§ **À VOUS DE JOUER**
1) Pourriez-vous recopier le passage de la transcription d'audience qui part de « 10 civils, ils » et se poursuit jusqu'à « 12 colline. » inclus ?
2) Pouvez-vous rédiger la suite de la transcription d'audience, à partir de sa dernière réplique ?

§ **TEXTE EXTRAIT**
-*-*-

2 M. Ademovic (interprétation). – Oui, nous nous connaissions très

3 bien avant la guerre.

4 M. Harmon (interprétation). - Vous nous avez dit que vous aviez

5 vu vingt personnes. Quelle était la position de leurs mains ?

6 M. Ademovic (interprétation). – Ils étaient à peu près vingt.

7 M. Harmon (interprétation). - Pourriez-vous nous expliquer dans

8 quelle position se trouvaient leurs mains ?

9 M. Ademovic (interprétation). – Ils portaient tous des vêtements

10 civils, ils avaient les mains comme cela, derrière la nuque, et on les a

11 forcés à venir jusqu'à l'endroit où se trouvait Pantic en descendant la

12 colline.

13 M. Harmon (interprétation). – Lorsque le témoin a indiqué de

14 cette façon-ci, le témoin a donc mis ses deux mains derrière sa nuque

15 -pour la transcription.

16 Maintenant, Pantic fait monter des gens dans l'autobus ?

17 M. Ademovic (interprétation). – Deux jeunes garçons de 12,

18 13 ans.

19 M. Harmon (interprétation). – Pourquoi a-t-il fait monter ces

20 deux jeunes gens dans l’autobus ?

21 M. Ademovic (interprétation). – Je n'en sais rien, je ne sais

22 pas quelles étaient ses raisons.

23 M. Harmon (interprétation). – L'autobus a-t-il quitté Sandici

24 par la suite ?

25 M. Ademovic (interprétation). – C’est exact.

Page 1607

1 M. Harmon (interprétation). – Quelle direction a pris cet

2 autobus ?

3 M. Ademovic (interprétation). – Vers Konjevic Polje, Milici,

4 Kasaba, Vlasenica.

5 M. Harmon (interprétation). – Avez-vous pu observer quelque

6 chose d'inhabituel sur la route ?

-*-*-

§ **DONNÉES FOURNIES**

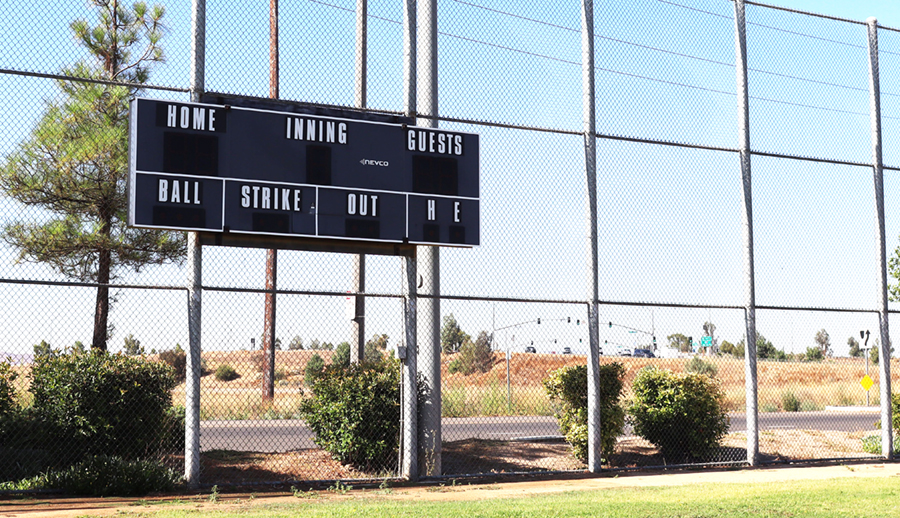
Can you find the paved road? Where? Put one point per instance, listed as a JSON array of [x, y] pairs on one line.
[[287, 435]]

-*-*-

§ **RÉPONSES PAR CONSIGNE**
1)
10 civils, ils avaient les mains comme cela, derrière la nuque, et on les a

11 forcés à venir jusqu'à l'endroit où se trouvait Pantic en descendant la

12 colline.

2)
7 M. Ademovic (interprétation). – Oui, juste avant Kaldrmica, à

8 droite, il y avait deux ou trois autobus et, à gauche, l'armée, les

9 Chetniks. Alors le conducteur ne pouvait pas passer. Il s'est arrêté et il

10 m'a couvert avec son manteau par-dessus la tête.

11 Deux soldats sont passés et ils ont demandé à Raco d'ouvrir la

12 porte pour voir, comme ils ont dit, s'il y avait "quelque chose pour eux".

13 Il a répondu qu'il n'y avait rien pour eux dans l'autobus ; alors ils sont

14 repartis, ils ne sont pas entrés dans l'autobus.

15 M. Harmon (interprétation). – Par la suite, que s'est-il passé ?

16 M. Ademovic (interprétation). – J'ai regardé : on faisait sortir

17 des hommes et des femmes des autobus. Quand nous sommes partis, Raco est

18 parti vers le terrain de sport, celui qui se trouve juste avant Kasaba.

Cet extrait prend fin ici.